**Action item**
Output the listing below verbatim, but drop the images.

• • •

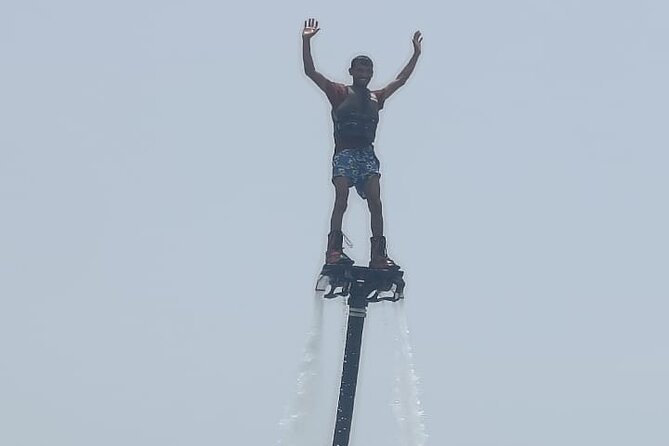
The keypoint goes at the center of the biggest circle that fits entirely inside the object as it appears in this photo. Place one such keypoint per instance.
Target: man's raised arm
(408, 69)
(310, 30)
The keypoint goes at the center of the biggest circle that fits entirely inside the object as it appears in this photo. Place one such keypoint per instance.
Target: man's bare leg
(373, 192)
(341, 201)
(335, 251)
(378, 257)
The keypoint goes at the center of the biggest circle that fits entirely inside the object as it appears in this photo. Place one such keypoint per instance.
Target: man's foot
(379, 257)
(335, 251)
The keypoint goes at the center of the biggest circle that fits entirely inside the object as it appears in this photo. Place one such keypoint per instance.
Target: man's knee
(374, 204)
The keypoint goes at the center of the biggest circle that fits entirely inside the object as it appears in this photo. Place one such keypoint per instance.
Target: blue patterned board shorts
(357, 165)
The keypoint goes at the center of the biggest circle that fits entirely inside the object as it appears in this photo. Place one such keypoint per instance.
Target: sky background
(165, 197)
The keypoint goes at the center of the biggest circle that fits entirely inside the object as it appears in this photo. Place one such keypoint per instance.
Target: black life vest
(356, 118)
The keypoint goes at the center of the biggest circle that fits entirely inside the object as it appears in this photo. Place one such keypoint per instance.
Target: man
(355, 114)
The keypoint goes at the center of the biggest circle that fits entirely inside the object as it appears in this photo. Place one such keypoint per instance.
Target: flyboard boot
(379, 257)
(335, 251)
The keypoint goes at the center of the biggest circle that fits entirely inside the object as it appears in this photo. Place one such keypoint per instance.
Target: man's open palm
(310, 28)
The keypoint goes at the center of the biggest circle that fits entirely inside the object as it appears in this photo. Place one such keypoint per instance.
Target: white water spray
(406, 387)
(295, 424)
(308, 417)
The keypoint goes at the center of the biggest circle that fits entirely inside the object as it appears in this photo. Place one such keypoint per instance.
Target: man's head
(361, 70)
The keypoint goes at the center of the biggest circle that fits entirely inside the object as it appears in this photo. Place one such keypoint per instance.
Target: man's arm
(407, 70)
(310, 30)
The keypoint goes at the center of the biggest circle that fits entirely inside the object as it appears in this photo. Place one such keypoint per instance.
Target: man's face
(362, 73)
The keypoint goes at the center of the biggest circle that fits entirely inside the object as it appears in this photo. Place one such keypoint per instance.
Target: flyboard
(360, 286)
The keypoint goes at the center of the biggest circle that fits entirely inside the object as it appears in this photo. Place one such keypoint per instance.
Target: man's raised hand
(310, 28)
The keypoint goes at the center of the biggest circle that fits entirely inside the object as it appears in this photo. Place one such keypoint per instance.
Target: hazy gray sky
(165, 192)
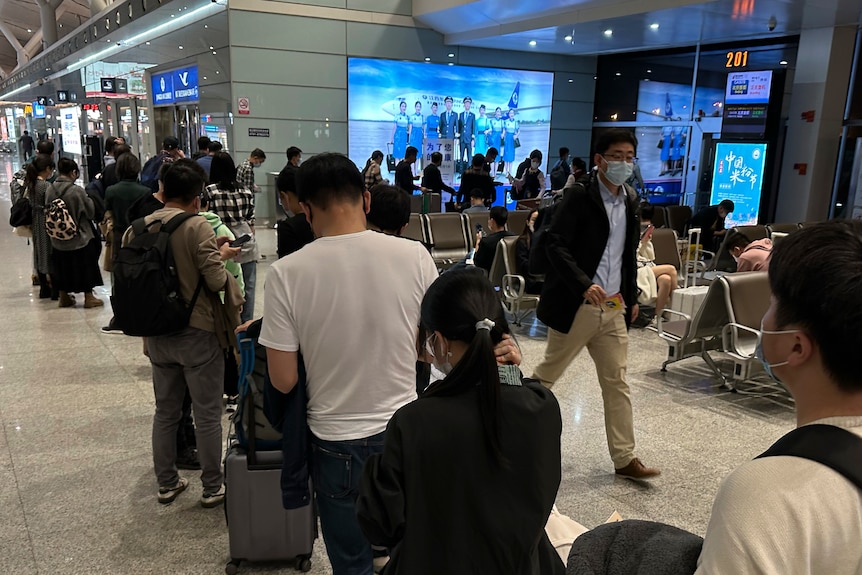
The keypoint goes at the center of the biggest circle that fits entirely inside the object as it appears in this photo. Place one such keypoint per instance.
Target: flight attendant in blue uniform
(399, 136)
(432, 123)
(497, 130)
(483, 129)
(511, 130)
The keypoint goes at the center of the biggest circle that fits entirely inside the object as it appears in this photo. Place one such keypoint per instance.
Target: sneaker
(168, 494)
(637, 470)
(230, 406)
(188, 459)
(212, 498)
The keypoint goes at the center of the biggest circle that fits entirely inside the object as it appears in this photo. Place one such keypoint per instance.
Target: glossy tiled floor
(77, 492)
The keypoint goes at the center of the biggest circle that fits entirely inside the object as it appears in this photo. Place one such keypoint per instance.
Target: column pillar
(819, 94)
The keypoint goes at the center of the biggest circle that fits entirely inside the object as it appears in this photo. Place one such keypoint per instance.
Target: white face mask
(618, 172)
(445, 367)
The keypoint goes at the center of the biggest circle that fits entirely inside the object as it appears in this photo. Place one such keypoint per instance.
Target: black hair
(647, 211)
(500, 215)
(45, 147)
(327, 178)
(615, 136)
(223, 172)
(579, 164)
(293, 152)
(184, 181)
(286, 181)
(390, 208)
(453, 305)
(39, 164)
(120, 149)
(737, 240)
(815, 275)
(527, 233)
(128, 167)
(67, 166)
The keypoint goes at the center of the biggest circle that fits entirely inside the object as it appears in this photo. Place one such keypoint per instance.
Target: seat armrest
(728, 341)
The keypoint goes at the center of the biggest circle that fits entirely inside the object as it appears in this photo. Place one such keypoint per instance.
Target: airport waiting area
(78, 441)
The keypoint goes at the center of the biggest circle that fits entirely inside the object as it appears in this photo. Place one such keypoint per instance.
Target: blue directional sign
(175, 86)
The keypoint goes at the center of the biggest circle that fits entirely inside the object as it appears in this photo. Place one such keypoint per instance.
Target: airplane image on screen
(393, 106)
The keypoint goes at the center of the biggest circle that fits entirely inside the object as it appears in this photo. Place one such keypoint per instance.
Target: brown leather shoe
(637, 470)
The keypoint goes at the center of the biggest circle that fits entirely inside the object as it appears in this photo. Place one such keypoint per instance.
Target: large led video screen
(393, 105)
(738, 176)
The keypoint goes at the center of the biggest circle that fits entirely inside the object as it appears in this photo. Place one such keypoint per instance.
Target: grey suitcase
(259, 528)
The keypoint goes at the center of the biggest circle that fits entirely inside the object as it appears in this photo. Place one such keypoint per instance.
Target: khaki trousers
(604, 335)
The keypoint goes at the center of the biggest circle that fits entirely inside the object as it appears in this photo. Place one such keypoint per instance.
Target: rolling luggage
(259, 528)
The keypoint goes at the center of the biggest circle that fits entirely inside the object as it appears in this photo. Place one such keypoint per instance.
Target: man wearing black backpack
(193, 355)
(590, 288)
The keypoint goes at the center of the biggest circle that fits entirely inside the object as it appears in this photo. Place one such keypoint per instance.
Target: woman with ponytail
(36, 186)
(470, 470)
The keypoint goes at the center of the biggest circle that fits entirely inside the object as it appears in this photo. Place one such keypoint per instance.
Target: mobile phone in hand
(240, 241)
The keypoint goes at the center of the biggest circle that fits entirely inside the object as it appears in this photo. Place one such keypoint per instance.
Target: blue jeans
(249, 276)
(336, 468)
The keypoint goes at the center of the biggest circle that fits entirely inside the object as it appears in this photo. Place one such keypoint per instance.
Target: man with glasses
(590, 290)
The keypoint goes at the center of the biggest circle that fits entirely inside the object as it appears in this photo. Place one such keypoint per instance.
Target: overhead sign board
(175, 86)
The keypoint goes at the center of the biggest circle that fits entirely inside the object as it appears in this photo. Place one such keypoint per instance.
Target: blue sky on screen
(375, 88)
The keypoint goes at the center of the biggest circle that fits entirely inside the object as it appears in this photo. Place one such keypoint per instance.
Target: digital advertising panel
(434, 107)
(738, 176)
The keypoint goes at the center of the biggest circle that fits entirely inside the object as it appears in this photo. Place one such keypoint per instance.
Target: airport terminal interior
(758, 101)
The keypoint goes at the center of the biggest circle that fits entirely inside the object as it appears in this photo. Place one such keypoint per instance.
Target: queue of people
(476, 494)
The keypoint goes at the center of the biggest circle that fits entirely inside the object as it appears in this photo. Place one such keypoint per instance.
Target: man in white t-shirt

• • •

**Exercise response**
The keypoint goes at the center of the biggest circle that fits entirely inside the object as it appears in this photo. Place one such keypoint per instance.
Target: man's raised arm
(408, 69)
(310, 30)
The keypoint goes at the center of the biggest circle that fits entirely inside the object as it appears in this photo. Place one such keypoint per instance.
Target: man's bare leg
(373, 192)
(341, 201)
(335, 251)
(378, 257)
The keypoint goes at the center of the biggest circle that fits entirely inside the object as it appears in this photo. Place one such keypoint per instance.
Target: man's foot
(379, 257)
(335, 251)
The keypoint goes at the center of the biggest circle that fits entirely inside the object as it appears in this photo. Place one such keypoint per instance.
Target: man's knee
(374, 204)
The keypoint goes at the center of the biggest circle that fits entirely inside the object as it appears in this photo. Place one such keypoint per instance.
Target: blue patterned board shorts
(357, 165)
The keypoint goes at the center of the biggest circle that fits entirely inside the object as it appears in this photo. Place one such keypoint per instance.
Target: sky background
(165, 197)
The keypoint goes at the center of the biggest circle that fits entirely inside the object as it appears in this photo. Place one such keypoint per instance.
Target: black life vest
(356, 118)
The keypoint goes at the center of the biggest circle that fits entirely inside the object as it appears in this photo. Place one such keypoint per instance.
Target: man
(355, 114)
The keypoint goes at the center of the biggest circle that fits entirely inside the object as it appears in this photo. Place one such keypoint per instance.
Target: flyboard boot
(379, 257)
(335, 251)
The keypoint goes at the center of the biggest circle that fits entirely inside the object as it appears in this photo. Place one such keypoint per instance.
Target: man's open palm
(310, 28)
The keypoint goes at the center of the biggest circle that fits entirely inside the object as it appears in this photo. Place one such keypoint per instance.
Target: white water spray
(406, 387)
(295, 424)
(308, 417)
The keypoint goes at the center of the biggest circle that fits entirely inside the object as it appears in this photo. Place one such keypoint per instance.
Target: man's head
(361, 70)
The keypoint goes at the center of the biggest circle that fits entirely inside the object as it appears in this photo. Place one such keypoint per instance.
Target: man's arm
(407, 70)
(310, 30)
The keypoint goes at the center of the biggest circle that fits entirely inside the object as it appears in this photo. Place one such keypoint per instance.
Target: man's face
(362, 73)
The keypoint goes at the center of the biggest circle that fits entirely inside the object as it appears in this photo. Place one such keypoint per instance.
Target: flyboard
(360, 286)
The keypoint goes at the center of the biggest circle that fits entirely inside the object as it appears in this photo. Place one such keypoint per instance.
Target: man's raised hand
(310, 28)
The keypoint goes at the center of the biggest circle that fits entirely inside the object as it appears in this photo. Place one such keypoint per instance.
Target: hazy gray sky
(165, 192)
The keypoint goes at the center of the biggest circle that fits entirely inside the object as it appears in this photo. Place one such keypoint per instance.
Target: flight attendant in blue uniform
(399, 136)
(432, 123)
(497, 130)
(483, 129)
(511, 130)
The keypoint goes at the center of the biggest circle that fits entirely inside the object as it appears in this photo. Place one such keypoint per instance.
Target: sneaker
(168, 494)
(637, 470)
(230, 406)
(188, 459)
(212, 498)
The keypoint goes at the center of the biggest circle that fits entirely inside the object as it appears in this photo. Place one such keypoint per instance.
Target: glossy tiled floor
(77, 492)
The keypoint goes at the center of the biggest circle that fits entirely inside the object as it appears in this photo. Place one such keypoint per instance.
Target: column pillar
(819, 94)
The keypoint goes at the center of the biggest circle that fits entirely inside the object as it appears in this photo. Place one such keypoint per instance.
Target: white face mask
(618, 172)
(445, 367)
The keypoint goes at the center of the biggest circle that fits entirely inside the object as it appears in this photo. Place one such keypoint per instance.
Target: black hair
(647, 211)
(500, 215)
(45, 147)
(327, 178)
(615, 136)
(223, 172)
(579, 164)
(293, 152)
(184, 181)
(286, 181)
(390, 208)
(453, 305)
(39, 164)
(120, 149)
(737, 240)
(815, 275)
(527, 233)
(128, 167)
(67, 166)
The keypoint goes at the center of the biggest circle that fits entirely inside the object as it appears in this photo. Place one such keypoint per instance.
Target: seat armrest
(728, 341)
The keypoint goes at the center of the biggest circle that fits entirely inside the object as it appears in this photo. Place one such keypoint per instance.
Target: airport waiting area
(78, 441)
The keypoint goes at the center of the biggest circle that fits entirely inside the object as it appears in this photo. Place one such keypoint per instance.
Target: blue directional sign
(175, 86)
The keypoint goes at the center of the biggest circle that fits entirely inside the object as it appears in this photo. Place one such keypoint per instance.
Target: airplane image on screen
(393, 106)
The keypoint goes at the center of the biggest circle that fits entirely inside the object as it appears in this photo. Place one such keypoint per instance.
Target: brown leather shoe
(637, 470)
The keypoint goes at the center of the biggest circle that fits entirely inside the object as it appears in this photo. Place one such keypoint per instance.
Target: large led video screen
(393, 105)
(738, 176)
The keypoint goes at the center of the biggest circle that fits entirely inside the object as it appears in this photo. Place one such keypoint per instance.
Target: grey suitcase
(259, 528)
The keypoint goes at the center of the biggest circle that fits entirely inside the object as it appears in this photo. Place one such keypoint per instance.
Target: khaki trousers
(604, 335)
The keypoint goes at the center of the biggest circle that fits entirely inside the object as it appears in this photo. Place one such keypoint per instance.
Target: rolling luggage
(259, 528)
The keypoint goes at the center of the biggest circle that fits entirely inside the object as it appears in this photo. Place one such keypoint per instance.
Target: man wearing black backpack
(193, 355)
(590, 288)
The keypoint goes at the center of the biggest circle that fits entirely inside the object as it appears in this photo. Place one such keypoint per instance.
Target: woman with ponytail
(36, 186)
(470, 470)
The keypoint goes at the center of the biggest circle that fits entirely inside the object as it appears in this photo. Place one such keypoint per instance.
Target: mobile phone in hand
(240, 241)
The keypoint goes at the center of the biggest circle that fits entirely inside the object as it appears in this photo. Place one such keypoint per instance.
Target: blue jeans
(249, 276)
(336, 468)
The keypoint goes at the center of the biggest circle that fits entirely inside the object as it appears in this photo. Place one such keypoint per instance.
Target: man with glasses
(590, 290)
The keypoint goes at the center of the biggest circle that fits entirely inside the object as it appears in this photo. Place one such keypoint per instance.
Target: overhead sign board
(175, 86)
The keypoint goes at the center of the biggest circle that fits entirely inside the object as it appears in this photo. Place one such keypoint per instance.
Target: blue sky on screen
(375, 88)
The keypoint goes at the center of the biggest circle that fits entirely inside the object as it appears in this photo. Place one such keypoint per instance.
Target: digital advertising panel
(434, 107)
(738, 176)
The keypoint goes at the center of the biggest circle that fits entirely inside the object as it appears in this photo. Place one such keypoint per instance.
Target: airport terminal interior
(758, 101)
The keypoint goes at the center of the biggest circle that fits entirely inside the object as it appears in this photo. Place one such keypoint per instance.
Target: queue of people
(476, 494)
The keypoint goes at the center of the biggest circle that fits entirely inside the object as it appears in this photo. Place one such keypoint per instance.
Target: man in white t-shirt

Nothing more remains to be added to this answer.